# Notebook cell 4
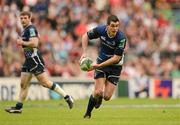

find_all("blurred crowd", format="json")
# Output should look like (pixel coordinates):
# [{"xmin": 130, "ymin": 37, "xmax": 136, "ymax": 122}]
[{"xmin": 0, "ymin": 0, "xmax": 180, "ymax": 78}]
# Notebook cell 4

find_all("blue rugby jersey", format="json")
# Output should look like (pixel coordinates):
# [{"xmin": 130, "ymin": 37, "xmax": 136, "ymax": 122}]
[
  {"xmin": 21, "ymin": 25, "xmax": 38, "ymax": 58},
  {"xmin": 87, "ymin": 25, "xmax": 126, "ymax": 65}
]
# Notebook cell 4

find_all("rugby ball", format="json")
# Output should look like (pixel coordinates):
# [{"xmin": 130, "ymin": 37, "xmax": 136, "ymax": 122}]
[{"xmin": 80, "ymin": 57, "xmax": 93, "ymax": 71}]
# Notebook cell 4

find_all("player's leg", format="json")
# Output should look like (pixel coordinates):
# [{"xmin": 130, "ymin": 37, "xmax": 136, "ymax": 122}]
[
  {"xmin": 103, "ymin": 81, "xmax": 116, "ymax": 101},
  {"xmin": 36, "ymin": 72, "xmax": 73, "ymax": 109},
  {"xmin": 103, "ymin": 66, "xmax": 122, "ymax": 101},
  {"xmin": 5, "ymin": 72, "xmax": 32, "ymax": 113},
  {"xmin": 84, "ymin": 78, "xmax": 106, "ymax": 118}
]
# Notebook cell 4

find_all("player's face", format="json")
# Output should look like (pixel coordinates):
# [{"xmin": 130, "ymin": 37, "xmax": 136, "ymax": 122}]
[
  {"xmin": 20, "ymin": 15, "xmax": 31, "ymax": 27},
  {"xmin": 108, "ymin": 21, "xmax": 119, "ymax": 37}
]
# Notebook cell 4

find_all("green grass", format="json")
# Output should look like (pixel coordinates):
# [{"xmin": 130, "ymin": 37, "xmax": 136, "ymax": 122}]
[{"xmin": 0, "ymin": 98, "xmax": 180, "ymax": 125}]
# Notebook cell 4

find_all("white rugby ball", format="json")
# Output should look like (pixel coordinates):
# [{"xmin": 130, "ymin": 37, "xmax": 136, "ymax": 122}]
[{"xmin": 80, "ymin": 57, "xmax": 93, "ymax": 71}]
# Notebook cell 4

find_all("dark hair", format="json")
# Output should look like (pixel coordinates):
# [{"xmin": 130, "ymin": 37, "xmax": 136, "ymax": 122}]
[
  {"xmin": 107, "ymin": 15, "xmax": 119, "ymax": 25},
  {"xmin": 20, "ymin": 11, "xmax": 31, "ymax": 18}
]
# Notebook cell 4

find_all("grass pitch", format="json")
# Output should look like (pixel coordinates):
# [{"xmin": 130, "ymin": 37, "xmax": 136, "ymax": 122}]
[{"xmin": 0, "ymin": 98, "xmax": 180, "ymax": 125}]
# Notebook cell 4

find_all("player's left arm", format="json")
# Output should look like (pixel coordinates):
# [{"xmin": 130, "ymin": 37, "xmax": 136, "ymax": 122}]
[{"xmin": 93, "ymin": 37, "xmax": 126, "ymax": 69}]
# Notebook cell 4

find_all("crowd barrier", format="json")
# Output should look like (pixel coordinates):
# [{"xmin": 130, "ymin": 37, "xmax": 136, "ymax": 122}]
[{"xmin": 0, "ymin": 77, "xmax": 180, "ymax": 101}]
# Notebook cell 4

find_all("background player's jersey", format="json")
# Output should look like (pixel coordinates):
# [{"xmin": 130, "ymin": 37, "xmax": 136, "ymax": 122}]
[
  {"xmin": 21, "ymin": 25, "xmax": 38, "ymax": 58},
  {"xmin": 87, "ymin": 25, "xmax": 126, "ymax": 65}
]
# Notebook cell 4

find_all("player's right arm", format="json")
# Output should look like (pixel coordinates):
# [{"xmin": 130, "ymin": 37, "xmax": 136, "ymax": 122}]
[
  {"xmin": 17, "ymin": 27, "xmax": 39, "ymax": 48},
  {"xmin": 80, "ymin": 27, "xmax": 99, "ymax": 60}
]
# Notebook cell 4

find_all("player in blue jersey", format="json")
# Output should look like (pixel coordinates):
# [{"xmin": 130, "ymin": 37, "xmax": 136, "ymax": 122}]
[
  {"xmin": 80, "ymin": 15, "xmax": 126, "ymax": 118},
  {"xmin": 5, "ymin": 11, "xmax": 73, "ymax": 113}
]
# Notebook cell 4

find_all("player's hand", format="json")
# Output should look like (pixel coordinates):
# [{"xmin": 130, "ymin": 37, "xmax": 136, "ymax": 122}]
[
  {"xmin": 88, "ymin": 64, "xmax": 99, "ymax": 72},
  {"xmin": 79, "ymin": 53, "xmax": 87, "ymax": 64},
  {"xmin": 16, "ymin": 39, "xmax": 23, "ymax": 46}
]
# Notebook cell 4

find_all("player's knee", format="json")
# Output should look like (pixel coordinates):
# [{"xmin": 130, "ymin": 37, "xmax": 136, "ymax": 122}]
[
  {"xmin": 104, "ymin": 96, "xmax": 111, "ymax": 101},
  {"xmin": 21, "ymin": 83, "xmax": 27, "ymax": 89}
]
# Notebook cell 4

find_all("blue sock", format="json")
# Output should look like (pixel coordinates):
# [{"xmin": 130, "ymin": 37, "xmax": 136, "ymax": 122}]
[
  {"xmin": 86, "ymin": 95, "xmax": 96, "ymax": 114},
  {"xmin": 51, "ymin": 82, "xmax": 56, "ymax": 90},
  {"xmin": 16, "ymin": 102, "xmax": 23, "ymax": 109}
]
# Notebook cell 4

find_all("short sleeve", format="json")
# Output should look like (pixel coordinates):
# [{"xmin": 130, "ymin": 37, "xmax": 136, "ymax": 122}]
[{"xmin": 114, "ymin": 37, "xmax": 126, "ymax": 56}]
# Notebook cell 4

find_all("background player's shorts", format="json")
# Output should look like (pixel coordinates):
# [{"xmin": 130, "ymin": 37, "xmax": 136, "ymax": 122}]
[
  {"xmin": 21, "ymin": 56, "xmax": 44, "ymax": 76},
  {"xmin": 94, "ymin": 66, "xmax": 122, "ymax": 85}
]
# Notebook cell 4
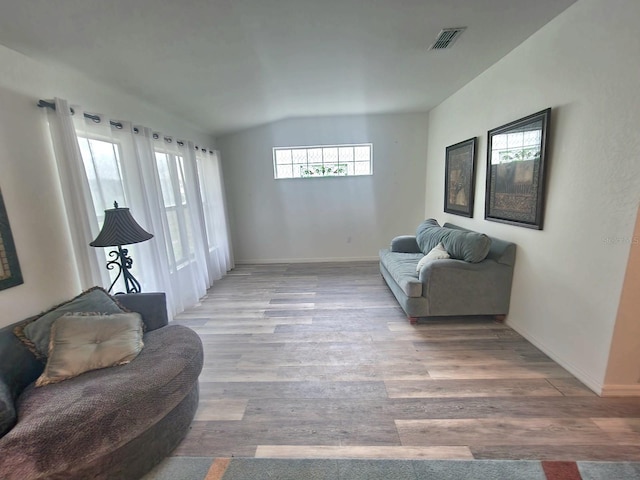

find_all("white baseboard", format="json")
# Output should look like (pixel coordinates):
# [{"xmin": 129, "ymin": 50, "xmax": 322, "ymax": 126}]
[
  {"xmin": 600, "ymin": 384, "xmax": 640, "ymax": 397},
  {"xmin": 235, "ymin": 255, "xmax": 380, "ymax": 265}
]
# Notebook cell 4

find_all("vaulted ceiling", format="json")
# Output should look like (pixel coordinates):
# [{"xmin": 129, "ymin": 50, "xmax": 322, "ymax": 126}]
[{"xmin": 0, "ymin": 0, "xmax": 575, "ymax": 135}]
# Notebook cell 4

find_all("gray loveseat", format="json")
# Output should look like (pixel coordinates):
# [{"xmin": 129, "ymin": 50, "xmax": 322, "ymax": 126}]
[
  {"xmin": 0, "ymin": 293, "xmax": 203, "ymax": 480},
  {"xmin": 379, "ymin": 219, "xmax": 516, "ymax": 323}
]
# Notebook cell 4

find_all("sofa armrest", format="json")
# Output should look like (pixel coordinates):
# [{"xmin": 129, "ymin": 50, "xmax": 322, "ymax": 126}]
[
  {"xmin": 390, "ymin": 235, "xmax": 422, "ymax": 253},
  {"xmin": 114, "ymin": 292, "xmax": 169, "ymax": 332},
  {"xmin": 419, "ymin": 259, "xmax": 513, "ymax": 316}
]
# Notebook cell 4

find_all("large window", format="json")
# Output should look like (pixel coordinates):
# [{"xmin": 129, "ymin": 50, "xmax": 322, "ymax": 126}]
[
  {"xmin": 78, "ymin": 136, "xmax": 128, "ymax": 218},
  {"xmin": 273, "ymin": 143, "xmax": 373, "ymax": 179},
  {"xmin": 155, "ymin": 151, "xmax": 194, "ymax": 266}
]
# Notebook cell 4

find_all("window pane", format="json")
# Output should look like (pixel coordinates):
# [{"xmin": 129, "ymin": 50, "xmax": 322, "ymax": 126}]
[
  {"xmin": 322, "ymin": 148, "xmax": 338, "ymax": 163},
  {"xmin": 276, "ymin": 150, "xmax": 292, "ymax": 165},
  {"xmin": 156, "ymin": 152, "xmax": 176, "ymax": 207},
  {"xmin": 273, "ymin": 144, "xmax": 373, "ymax": 179},
  {"xmin": 338, "ymin": 147, "xmax": 353, "ymax": 162},
  {"xmin": 277, "ymin": 165, "xmax": 293, "ymax": 178},
  {"xmin": 78, "ymin": 137, "xmax": 127, "ymax": 217},
  {"xmin": 291, "ymin": 149, "xmax": 307, "ymax": 164},
  {"xmin": 354, "ymin": 146, "xmax": 371, "ymax": 161}
]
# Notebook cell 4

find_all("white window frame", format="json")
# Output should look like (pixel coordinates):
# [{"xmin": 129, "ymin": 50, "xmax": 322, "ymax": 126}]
[{"xmin": 272, "ymin": 143, "xmax": 373, "ymax": 180}]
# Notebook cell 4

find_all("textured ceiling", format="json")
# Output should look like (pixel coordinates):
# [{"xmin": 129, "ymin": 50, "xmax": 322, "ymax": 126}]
[{"xmin": 0, "ymin": 0, "xmax": 575, "ymax": 135}]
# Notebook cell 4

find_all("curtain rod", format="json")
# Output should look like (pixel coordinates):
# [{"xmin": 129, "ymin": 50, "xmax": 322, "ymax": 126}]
[{"xmin": 38, "ymin": 100, "xmax": 213, "ymax": 154}]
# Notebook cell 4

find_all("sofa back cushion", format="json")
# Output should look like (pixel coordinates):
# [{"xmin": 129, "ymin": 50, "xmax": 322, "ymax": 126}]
[
  {"xmin": 14, "ymin": 287, "xmax": 125, "ymax": 360},
  {"xmin": 416, "ymin": 218, "xmax": 491, "ymax": 263},
  {"xmin": 0, "ymin": 379, "xmax": 17, "ymax": 438},
  {"xmin": 0, "ymin": 325, "xmax": 44, "ymax": 438}
]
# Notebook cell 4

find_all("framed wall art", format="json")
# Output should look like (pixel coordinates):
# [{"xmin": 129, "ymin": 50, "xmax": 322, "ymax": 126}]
[
  {"xmin": 484, "ymin": 108, "xmax": 551, "ymax": 230},
  {"xmin": 0, "ymin": 188, "xmax": 24, "ymax": 290},
  {"xmin": 444, "ymin": 137, "xmax": 476, "ymax": 217}
]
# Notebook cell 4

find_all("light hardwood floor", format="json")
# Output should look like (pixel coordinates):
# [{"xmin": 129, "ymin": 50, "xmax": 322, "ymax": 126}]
[{"xmin": 173, "ymin": 262, "xmax": 640, "ymax": 461}]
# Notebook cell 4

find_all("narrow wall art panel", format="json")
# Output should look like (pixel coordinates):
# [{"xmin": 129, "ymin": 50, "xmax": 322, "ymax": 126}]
[{"xmin": 484, "ymin": 108, "xmax": 551, "ymax": 230}]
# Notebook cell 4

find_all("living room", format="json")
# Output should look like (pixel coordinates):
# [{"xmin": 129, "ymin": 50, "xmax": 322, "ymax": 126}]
[{"xmin": 0, "ymin": 0, "xmax": 640, "ymax": 474}]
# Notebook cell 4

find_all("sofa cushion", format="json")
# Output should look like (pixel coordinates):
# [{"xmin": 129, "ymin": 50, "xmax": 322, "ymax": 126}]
[
  {"xmin": 36, "ymin": 313, "xmax": 143, "ymax": 387},
  {"xmin": 416, "ymin": 243, "xmax": 451, "ymax": 273},
  {"xmin": 416, "ymin": 218, "xmax": 491, "ymax": 263},
  {"xmin": 380, "ymin": 249, "xmax": 423, "ymax": 297},
  {"xmin": 0, "ymin": 325, "xmax": 203, "ymax": 480},
  {"xmin": 0, "ymin": 380, "xmax": 16, "ymax": 437},
  {"xmin": 14, "ymin": 287, "xmax": 126, "ymax": 360}
]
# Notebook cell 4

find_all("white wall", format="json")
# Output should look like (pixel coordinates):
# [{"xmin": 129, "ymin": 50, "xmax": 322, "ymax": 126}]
[
  {"xmin": 217, "ymin": 114, "xmax": 427, "ymax": 263},
  {"xmin": 0, "ymin": 46, "xmax": 213, "ymax": 326},
  {"xmin": 426, "ymin": 0, "xmax": 640, "ymax": 392}
]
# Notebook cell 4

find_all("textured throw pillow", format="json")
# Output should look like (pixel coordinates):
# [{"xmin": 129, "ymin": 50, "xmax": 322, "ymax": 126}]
[
  {"xmin": 36, "ymin": 313, "xmax": 143, "ymax": 387},
  {"xmin": 0, "ymin": 380, "xmax": 16, "ymax": 438},
  {"xmin": 416, "ymin": 243, "xmax": 451, "ymax": 273},
  {"xmin": 416, "ymin": 218, "xmax": 491, "ymax": 263},
  {"xmin": 14, "ymin": 287, "xmax": 127, "ymax": 360}
]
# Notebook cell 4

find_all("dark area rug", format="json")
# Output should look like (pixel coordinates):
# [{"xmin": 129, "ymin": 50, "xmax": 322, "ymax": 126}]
[{"xmin": 143, "ymin": 457, "xmax": 640, "ymax": 480}]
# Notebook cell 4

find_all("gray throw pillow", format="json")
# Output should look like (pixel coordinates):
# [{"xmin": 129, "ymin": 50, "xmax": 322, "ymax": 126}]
[
  {"xmin": 416, "ymin": 218, "xmax": 491, "ymax": 263},
  {"xmin": 36, "ymin": 313, "xmax": 144, "ymax": 387},
  {"xmin": 14, "ymin": 287, "xmax": 127, "ymax": 360},
  {"xmin": 0, "ymin": 380, "xmax": 16, "ymax": 438}
]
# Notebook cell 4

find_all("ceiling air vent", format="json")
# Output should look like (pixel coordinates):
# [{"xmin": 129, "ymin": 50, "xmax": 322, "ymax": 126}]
[{"xmin": 429, "ymin": 27, "xmax": 467, "ymax": 50}]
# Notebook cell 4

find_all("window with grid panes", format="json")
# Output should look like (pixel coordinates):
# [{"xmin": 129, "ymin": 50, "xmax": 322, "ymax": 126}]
[{"xmin": 273, "ymin": 143, "xmax": 373, "ymax": 180}]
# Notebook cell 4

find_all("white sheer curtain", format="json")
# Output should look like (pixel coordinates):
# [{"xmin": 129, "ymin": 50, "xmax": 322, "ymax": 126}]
[
  {"xmin": 196, "ymin": 148, "xmax": 234, "ymax": 280},
  {"xmin": 49, "ymin": 99, "xmax": 233, "ymax": 315}
]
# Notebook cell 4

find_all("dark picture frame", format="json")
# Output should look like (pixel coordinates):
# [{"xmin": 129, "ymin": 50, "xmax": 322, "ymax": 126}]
[
  {"xmin": 484, "ymin": 108, "xmax": 551, "ymax": 230},
  {"xmin": 0, "ymin": 192, "xmax": 24, "ymax": 290},
  {"xmin": 444, "ymin": 137, "xmax": 477, "ymax": 217}
]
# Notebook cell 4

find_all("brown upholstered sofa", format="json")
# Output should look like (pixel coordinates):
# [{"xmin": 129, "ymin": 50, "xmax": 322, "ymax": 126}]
[{"xmin": 0, "ymin": 293, "xmax": 203, "ymax": 480}]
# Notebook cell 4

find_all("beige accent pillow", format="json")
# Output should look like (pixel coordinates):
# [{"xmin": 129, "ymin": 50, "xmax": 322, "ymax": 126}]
[
  {"xmin": 416, "ymin": 243, "xmax": 451, "ymax": 273},
  {"xmin": 36, "ymin": 313, "xmax": 144, "ymax": 387}
]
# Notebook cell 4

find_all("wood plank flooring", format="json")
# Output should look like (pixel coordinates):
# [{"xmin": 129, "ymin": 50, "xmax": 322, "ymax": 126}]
[{"xmin": 173, "ymin": 262, "xmax": 640, "ymax": 461}]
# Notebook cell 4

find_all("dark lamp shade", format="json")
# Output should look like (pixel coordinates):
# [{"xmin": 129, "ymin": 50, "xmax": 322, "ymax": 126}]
[{"xmin": 89, "ymin": 207, "xmax": 153, "ymax": 247}]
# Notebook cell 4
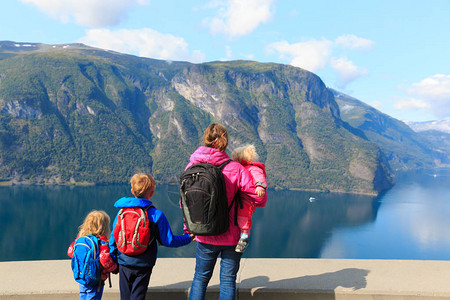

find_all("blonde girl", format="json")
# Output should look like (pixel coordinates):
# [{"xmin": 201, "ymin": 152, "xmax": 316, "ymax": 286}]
[
  {"xmin": 231, "ymin": 145, "xmax": 267, "ymax": 252},
  {"xmin": 67, "ymin": 210, "xmax": 117, "ymax": 300}
]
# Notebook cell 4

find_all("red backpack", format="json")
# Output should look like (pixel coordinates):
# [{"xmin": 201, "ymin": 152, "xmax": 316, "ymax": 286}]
[{"xmin": 114, "ymin": 206, "xmax": 154, "ymax": 256}]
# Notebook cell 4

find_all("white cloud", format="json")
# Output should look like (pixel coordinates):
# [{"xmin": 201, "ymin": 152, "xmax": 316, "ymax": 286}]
[
  {"xmin": 394, "ymin": 98, "xmax": 430, "ymax": 110},
  {"xmin": 368, "ymin": 100, "xmax": 384, "ymax": 109},
  {"xmin": 266, "ymin": 34, "xmax": 374, "ymax": 88},
  {"xmin": 268, "ymin": 39, "xmax": 333, "ymax": 72},
  {"xmin": 407, "ymin": 74, "xmax": 450, "ymax": 118},
  {"xmin": 330, "ymin": 57, "xmax": 368, "ymax": 88},
  {"xmin": 203, "ymin": 0, "xmax": 276, "ymax": 37},
  {"xmin": 335, "ymin": 34, "xmax": 375, "ymax": 50},
  {"xmin": 79, "ymin": 28, "xmax": 205, "ymax": 63},
  {"xmin": 21, "ymin": 0, "xmax": 146, "ymax": 27}
]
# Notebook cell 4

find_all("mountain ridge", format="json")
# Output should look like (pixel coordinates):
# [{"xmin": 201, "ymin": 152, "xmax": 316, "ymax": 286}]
[{"xmin": 0, "ymin": 42, "xmax": 436, "ymax": 194}]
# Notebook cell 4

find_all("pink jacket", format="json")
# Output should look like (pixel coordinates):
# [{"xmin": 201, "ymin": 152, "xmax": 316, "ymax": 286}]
[
  {"xmin": 241, "ymin": 160, "xmax": 267, "ymax": 207},
  {"xmin": 186, "ymin": 146, "xmax": 267, "ymax": 246}
]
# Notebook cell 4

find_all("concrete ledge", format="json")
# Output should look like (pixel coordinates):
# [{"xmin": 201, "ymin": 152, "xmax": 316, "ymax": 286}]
[{"xmin": 0, "ymin": 258, "xmax": 450, "ymax": 300}]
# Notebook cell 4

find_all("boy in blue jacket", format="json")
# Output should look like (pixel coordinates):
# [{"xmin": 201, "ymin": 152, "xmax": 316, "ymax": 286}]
[{"xmin": 109, "ymin": 174, "xmax": 194, "ymax": 300}]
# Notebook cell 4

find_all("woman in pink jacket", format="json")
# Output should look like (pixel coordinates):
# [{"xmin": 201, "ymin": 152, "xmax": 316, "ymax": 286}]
[{"xmin": 187, "ymin": 124, "xmax": 267, "ymax": 300}]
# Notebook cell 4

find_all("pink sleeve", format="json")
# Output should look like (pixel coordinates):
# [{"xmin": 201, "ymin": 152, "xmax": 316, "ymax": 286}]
[
  {"xmin": 250, "ymin": 166, "xmax": 267, "ymax": 189},
  {"xmin": 240, "ymin": 168, "xmax": 267, "ymax": 207}
]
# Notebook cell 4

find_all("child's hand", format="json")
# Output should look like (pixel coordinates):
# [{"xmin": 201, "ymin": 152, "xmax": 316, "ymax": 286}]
[{"xmin": 256, "ymin": 189, "xmax": 266, "ymax": 197}]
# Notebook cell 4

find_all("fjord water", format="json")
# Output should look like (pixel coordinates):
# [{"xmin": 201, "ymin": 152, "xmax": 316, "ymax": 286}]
[{"xmin": 0, "ymin": 169, "xmax": 450, "ymax": 261}]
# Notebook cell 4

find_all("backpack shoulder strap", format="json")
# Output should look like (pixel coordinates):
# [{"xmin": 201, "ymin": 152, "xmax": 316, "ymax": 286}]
[{"xmin": 217, "ymin": 159, "xmax": 231, "ymax": 169}]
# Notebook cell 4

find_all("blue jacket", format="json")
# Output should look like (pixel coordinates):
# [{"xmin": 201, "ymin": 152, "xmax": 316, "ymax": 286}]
[{"xmin": 109, "ymin": 197, "xmax": 191, "ymax": 267}]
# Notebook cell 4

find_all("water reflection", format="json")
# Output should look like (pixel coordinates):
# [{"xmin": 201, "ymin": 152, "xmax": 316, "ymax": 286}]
[{"xmin": 0, "ymin": 185, "xmax": 380, "ymax": 261}]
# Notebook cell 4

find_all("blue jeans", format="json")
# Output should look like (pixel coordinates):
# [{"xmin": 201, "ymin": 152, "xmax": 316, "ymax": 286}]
[
  {"xmin": 189, "ymin": 243, "xmax": 242, "ymax": 300},
  {"xmin": 79, "ymin": 284, "xmax": 104, "ymax": 300}
]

● Task directions:
Report each line of the items above that contains the string "blue", reproducing every matching line in full.

● Output of the exercise:
find_all("blue rugby jersey", format="json")
find_all("player in blue jersey", format="json")
find_all("blue sock", format="json")
find_all("boy in blue jacket", format="json")
find_all("blue jacket", format="json")
find_all("blue jeans", format="json")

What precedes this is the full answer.